- [Reading text]:

# hiccup



## Outsider

What do you call this embarassing physical mishap in your language? Is it an onomatopoeia, as the English word seems to be?

In Spanish, it's hipo, vaguely similar to English.

In Portuguese, it's soluço, which does not seem to be an onomatopoeia.

Many words for it in Arabic, but I can't read them.

Thanks in advance.


----------



## ukuca

In Turkish they are called "yansıma sesler".


----------



## dn88

*Polish:*

_czkawka_


----------



## pingvin10

*Hungarian:*

csuklás


----------



## Lopes

In Dutch it's 'de hik'


----------



## DrWatson

Finnish:
*
hikka*

The corresponding verb is *nikotella*


----------



## Thomas1

*French*:
(le) hoquet

*German*:
der Schluckauf

*Russian*:
икота


Tom


----------



## Flaminius

*Japanese:*
shakkuri
しゃっくり
apparently of onomatopoeic etymology


----------



## alex.raf

*Persian*:
Seksekeh
سکسکه


----------



## deine

Lithuanian:

žagsėjimas


----------



## Lello4ever

Italian: singhiozzo.


----------



## Trisia

*Romanian*: sughiţ


----------



## yujuju

*Basque:* zotina


----------



## panjabigator

Hindi, Panjabi: Hijki


----------



## Alijsh

Persian: *sekseke*


----------



## Chazzwozzer

_Hiccup _is _hıçkırık _in *Turkish*, which is also an onomatopoeia.


----------



## Henryk

In German we call it "Schluckauf" (literally: "to swallow up").


----------



## cherine

Trisia said:


> *Romanian*: sughiţ


Hello Trisia,
This is very interesting! In Egypt, we say zoghotta. Would you know the origin of the Romanian word?


----------



## Trisia

Hi, Cherine 

I hadn't the slightest idea, until I checked the Romanian dictionary.  It says it comes from Latin _subgluttiare._

*subgluttiare*
sub- = under, up from under; to the aid;
glutti.are = swallow, gulp down;

Cool Latin-English Dictionary


----------



## cherine

Thanks Trisia 

Well, I was hoping for something that would explain the resemblance, but well... 
Thanks for the info


----------



## vlado1

*Slovak:* štikútka, čkanie


----------



## Trisia

cherine said:


> Thanks Trisia
> 
> Well, I was hoping for something that would explain the resemblance, but well...
> Thanks for the info



No problem.

I am actually more inclined to think it's an onomatopoeia, you know


----------



## OldAvatar

cherine said:


> Thanks Trisia
> 
> Well, I was hoping for something that would explain the resemblance, but well...
> Thanks for the info



The Romanian dictionary says indeed that *sughiţ* comes from Latin _subgluttiare_. This explanation may look, indeed, a bit tricky, but you can make a better clue if you have a look at the Italian word, which is very similar in pronunciation: _singhiozzo _(something like: Ro: soogheets; It: seengheotso).

- [Entries from a set of point annotations]:
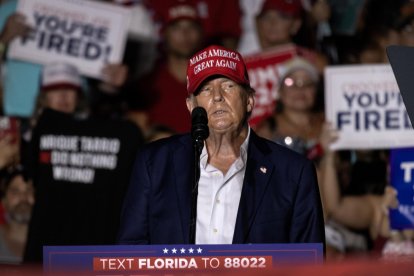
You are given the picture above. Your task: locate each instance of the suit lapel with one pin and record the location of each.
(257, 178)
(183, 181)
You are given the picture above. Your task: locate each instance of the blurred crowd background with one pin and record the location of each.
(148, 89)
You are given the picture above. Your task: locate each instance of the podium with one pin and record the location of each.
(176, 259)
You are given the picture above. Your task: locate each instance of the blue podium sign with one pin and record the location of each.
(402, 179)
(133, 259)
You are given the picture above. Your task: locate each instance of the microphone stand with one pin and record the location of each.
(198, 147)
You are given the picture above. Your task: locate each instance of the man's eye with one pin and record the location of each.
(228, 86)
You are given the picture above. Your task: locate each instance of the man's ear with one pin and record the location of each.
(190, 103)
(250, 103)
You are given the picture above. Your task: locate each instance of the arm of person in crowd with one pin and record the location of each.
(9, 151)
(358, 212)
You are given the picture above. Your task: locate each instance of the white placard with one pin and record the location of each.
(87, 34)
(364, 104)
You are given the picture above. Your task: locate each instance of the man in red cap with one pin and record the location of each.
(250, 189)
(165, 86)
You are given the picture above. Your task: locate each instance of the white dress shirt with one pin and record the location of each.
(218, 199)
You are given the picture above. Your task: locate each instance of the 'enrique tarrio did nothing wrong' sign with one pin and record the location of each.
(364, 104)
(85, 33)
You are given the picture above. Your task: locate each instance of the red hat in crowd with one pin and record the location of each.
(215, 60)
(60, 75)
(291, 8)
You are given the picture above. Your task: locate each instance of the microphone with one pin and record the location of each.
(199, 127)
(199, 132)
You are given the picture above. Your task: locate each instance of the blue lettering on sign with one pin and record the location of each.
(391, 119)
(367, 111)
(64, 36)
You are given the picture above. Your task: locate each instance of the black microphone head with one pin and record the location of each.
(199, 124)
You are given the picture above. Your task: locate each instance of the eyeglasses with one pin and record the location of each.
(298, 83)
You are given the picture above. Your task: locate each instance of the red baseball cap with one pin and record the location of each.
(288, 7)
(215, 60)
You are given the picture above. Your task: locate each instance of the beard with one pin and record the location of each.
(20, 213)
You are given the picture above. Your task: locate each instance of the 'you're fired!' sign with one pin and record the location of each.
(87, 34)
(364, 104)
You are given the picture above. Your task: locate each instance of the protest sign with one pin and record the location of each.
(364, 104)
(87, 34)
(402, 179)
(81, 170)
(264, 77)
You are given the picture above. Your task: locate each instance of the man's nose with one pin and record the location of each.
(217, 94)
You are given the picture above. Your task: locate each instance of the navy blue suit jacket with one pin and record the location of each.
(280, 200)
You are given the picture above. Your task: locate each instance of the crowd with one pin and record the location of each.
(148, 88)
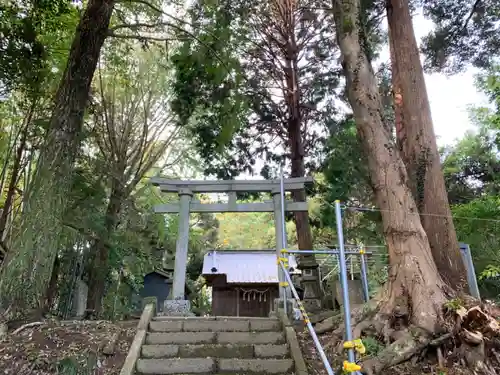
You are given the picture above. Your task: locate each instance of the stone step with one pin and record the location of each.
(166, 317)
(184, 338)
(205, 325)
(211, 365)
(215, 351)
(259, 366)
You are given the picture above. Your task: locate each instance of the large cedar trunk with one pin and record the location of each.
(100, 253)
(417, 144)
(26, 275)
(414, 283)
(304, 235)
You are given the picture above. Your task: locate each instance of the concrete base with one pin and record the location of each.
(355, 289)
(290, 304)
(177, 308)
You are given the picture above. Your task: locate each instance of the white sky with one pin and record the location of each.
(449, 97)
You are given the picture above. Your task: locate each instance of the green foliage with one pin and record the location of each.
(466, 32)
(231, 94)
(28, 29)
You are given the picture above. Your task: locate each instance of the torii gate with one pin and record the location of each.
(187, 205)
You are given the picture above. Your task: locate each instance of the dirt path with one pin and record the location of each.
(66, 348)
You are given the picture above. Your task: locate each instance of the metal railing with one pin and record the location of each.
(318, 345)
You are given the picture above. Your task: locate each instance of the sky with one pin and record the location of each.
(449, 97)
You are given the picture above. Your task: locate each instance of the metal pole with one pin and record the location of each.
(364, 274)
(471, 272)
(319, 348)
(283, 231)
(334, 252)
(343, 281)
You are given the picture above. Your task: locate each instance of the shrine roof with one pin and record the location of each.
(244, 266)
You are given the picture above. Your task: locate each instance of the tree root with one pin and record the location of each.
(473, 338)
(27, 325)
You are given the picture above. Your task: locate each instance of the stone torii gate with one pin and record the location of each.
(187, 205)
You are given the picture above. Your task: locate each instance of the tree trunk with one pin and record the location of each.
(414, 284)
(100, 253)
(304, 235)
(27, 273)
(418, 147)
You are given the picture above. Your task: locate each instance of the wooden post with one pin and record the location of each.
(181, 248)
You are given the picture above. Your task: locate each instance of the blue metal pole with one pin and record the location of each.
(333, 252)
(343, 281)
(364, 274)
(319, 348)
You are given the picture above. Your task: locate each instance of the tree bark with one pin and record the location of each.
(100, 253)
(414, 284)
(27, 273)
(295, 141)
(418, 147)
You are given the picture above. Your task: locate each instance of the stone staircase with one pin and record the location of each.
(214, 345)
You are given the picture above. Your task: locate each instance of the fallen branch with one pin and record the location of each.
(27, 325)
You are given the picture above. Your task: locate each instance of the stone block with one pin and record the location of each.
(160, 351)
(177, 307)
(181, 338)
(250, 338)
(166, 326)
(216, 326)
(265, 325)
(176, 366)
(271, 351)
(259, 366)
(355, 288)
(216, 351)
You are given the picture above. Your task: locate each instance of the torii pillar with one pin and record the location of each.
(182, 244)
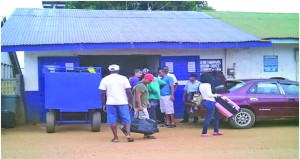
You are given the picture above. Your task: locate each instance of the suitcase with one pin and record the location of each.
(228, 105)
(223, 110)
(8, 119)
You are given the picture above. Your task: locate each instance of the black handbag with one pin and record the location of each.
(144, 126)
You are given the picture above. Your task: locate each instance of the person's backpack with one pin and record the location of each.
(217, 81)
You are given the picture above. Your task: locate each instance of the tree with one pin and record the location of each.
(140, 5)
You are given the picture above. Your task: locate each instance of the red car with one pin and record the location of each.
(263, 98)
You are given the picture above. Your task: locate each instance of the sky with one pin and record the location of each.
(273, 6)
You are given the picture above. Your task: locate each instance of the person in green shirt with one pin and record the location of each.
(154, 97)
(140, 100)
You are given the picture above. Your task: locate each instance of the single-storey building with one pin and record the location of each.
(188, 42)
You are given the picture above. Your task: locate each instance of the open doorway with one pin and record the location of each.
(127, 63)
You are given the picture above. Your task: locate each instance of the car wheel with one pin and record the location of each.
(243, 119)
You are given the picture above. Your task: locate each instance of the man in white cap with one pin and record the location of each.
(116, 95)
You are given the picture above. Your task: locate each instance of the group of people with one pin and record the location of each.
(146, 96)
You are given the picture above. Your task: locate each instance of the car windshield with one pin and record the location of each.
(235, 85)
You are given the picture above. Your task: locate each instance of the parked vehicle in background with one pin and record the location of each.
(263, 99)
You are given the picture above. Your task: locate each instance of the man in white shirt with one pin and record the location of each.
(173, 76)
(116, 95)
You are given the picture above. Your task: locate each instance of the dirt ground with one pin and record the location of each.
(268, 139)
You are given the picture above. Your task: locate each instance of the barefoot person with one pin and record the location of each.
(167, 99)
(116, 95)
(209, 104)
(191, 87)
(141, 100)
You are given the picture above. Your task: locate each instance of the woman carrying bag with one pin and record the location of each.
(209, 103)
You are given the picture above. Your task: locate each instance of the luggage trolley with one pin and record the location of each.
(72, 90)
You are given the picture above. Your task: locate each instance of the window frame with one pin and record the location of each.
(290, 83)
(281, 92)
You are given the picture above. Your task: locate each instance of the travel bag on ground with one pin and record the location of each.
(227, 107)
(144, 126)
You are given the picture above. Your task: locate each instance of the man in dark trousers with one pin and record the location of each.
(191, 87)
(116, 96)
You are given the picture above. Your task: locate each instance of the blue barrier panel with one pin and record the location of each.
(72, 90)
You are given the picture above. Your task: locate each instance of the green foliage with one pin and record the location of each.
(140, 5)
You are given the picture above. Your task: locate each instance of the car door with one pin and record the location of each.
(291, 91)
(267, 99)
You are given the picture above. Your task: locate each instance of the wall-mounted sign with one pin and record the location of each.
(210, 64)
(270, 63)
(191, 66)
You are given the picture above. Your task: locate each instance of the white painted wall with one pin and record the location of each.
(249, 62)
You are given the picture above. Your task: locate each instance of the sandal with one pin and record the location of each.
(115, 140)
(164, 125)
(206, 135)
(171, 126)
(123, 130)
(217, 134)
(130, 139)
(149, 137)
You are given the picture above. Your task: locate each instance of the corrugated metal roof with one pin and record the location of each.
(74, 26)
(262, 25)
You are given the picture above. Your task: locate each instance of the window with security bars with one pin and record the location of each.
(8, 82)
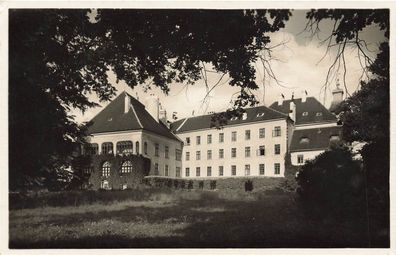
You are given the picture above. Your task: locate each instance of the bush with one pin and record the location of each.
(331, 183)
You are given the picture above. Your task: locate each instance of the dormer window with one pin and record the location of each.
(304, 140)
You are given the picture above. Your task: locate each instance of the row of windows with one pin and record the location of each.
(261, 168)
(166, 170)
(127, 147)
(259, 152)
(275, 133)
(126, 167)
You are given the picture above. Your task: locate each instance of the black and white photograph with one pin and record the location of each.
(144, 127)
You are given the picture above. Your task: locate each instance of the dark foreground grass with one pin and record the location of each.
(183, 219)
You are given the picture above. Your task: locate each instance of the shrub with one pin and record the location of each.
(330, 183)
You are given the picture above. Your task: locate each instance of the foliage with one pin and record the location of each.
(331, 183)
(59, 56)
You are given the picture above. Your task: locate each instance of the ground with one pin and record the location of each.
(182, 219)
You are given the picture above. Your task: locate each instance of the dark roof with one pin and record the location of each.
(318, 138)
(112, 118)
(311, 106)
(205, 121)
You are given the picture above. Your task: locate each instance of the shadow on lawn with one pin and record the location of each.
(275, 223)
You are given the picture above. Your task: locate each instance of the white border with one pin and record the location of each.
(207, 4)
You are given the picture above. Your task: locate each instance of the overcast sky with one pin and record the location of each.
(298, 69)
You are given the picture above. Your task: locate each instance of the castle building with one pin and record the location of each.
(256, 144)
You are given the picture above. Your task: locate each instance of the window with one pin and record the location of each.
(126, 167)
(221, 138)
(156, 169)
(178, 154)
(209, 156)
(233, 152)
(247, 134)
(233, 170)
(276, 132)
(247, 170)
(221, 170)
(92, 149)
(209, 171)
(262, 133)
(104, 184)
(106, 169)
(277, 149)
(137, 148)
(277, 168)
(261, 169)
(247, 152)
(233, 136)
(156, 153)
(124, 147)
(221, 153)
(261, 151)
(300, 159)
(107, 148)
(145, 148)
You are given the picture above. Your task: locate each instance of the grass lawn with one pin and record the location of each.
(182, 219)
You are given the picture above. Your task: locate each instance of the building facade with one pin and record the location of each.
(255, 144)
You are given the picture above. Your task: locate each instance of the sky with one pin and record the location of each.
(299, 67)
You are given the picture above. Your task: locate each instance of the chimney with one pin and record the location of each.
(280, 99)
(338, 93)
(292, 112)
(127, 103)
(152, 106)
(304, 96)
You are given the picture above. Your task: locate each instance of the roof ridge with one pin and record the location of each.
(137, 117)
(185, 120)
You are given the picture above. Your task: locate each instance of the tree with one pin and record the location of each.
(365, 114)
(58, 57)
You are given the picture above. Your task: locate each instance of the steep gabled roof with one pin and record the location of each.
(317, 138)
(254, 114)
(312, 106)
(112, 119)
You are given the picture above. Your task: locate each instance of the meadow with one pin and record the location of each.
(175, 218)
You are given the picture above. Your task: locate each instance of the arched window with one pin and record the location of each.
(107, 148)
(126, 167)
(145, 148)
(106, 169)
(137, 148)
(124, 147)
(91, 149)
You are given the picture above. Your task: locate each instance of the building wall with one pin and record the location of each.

- [Short problem 1]:
Please write out the part of the hiccup thread that opens with the words containing "## Outsider" and closes with "be an onomatopoeia.".
- [Short problem 2]:
Pick out every line of the listing that contains the word "dark", treating case as significant.

- [Written answer 1]:
## Outsider

What do you call this embarassing physical mishap in your language? Is it an onomatopoeia, as the English word seems to be?

In Spanish, it's hipo, vaguely similar to English.

In Portuguese, it's soluço, which does not seem to be an onomatopoeia.

- [Written answer 2]:
You are given the picture above. Your task: locate each instance of the man in dark trousers with one pin and record the location of each.
You are given the picture above. Your task: locate each instance of the dark foreground grass with one pin and record the location of each.
You are given the picture above. Your task: locate each instance of the dark roof with one pin and record the location of each.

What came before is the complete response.